- **Work order**
Leave out the pictures, and retype the remaining data exactly.

====== Recorded data

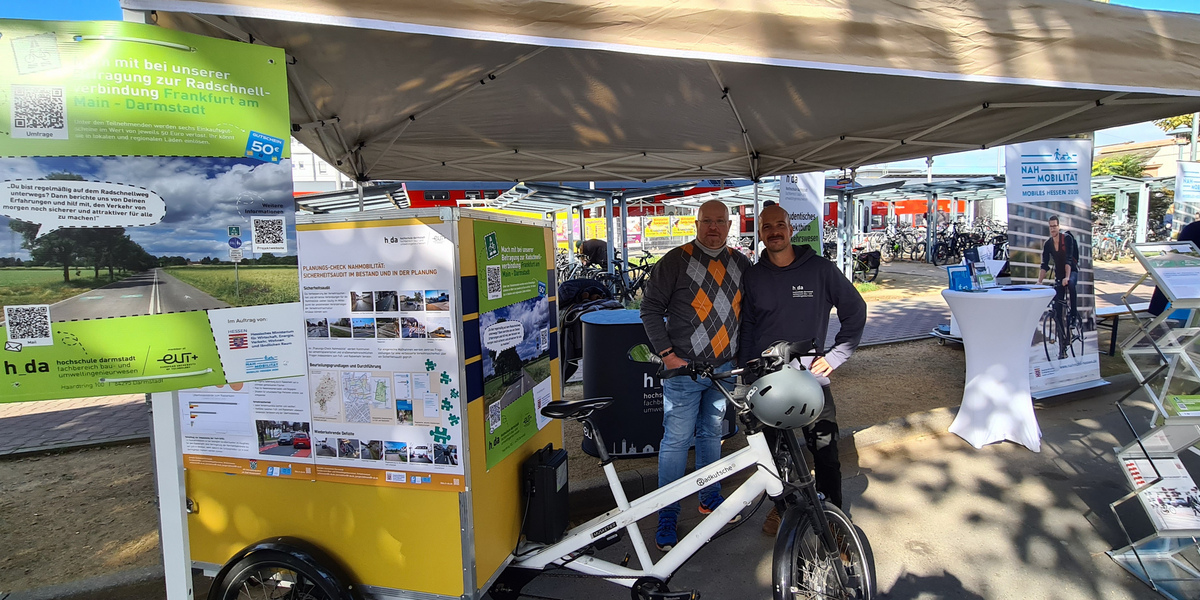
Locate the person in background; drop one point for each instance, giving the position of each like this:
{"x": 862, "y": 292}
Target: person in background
{"x": 1191, "y": 232}
{"x": 691, "y": 312}
{"x": 594, "y": 252}
{"x": 787, "y": 295}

============

- **Exercise response**
Locate the person in background; drop one point for each instance, giving the position of each like this:
{"x": 862, "y": 292}
Target: person in background
{"x": 1191, "y": 232}
{"x": 691, "y": 312}
{"x": 594, "y": 252}
{"x": 787, "y": 295}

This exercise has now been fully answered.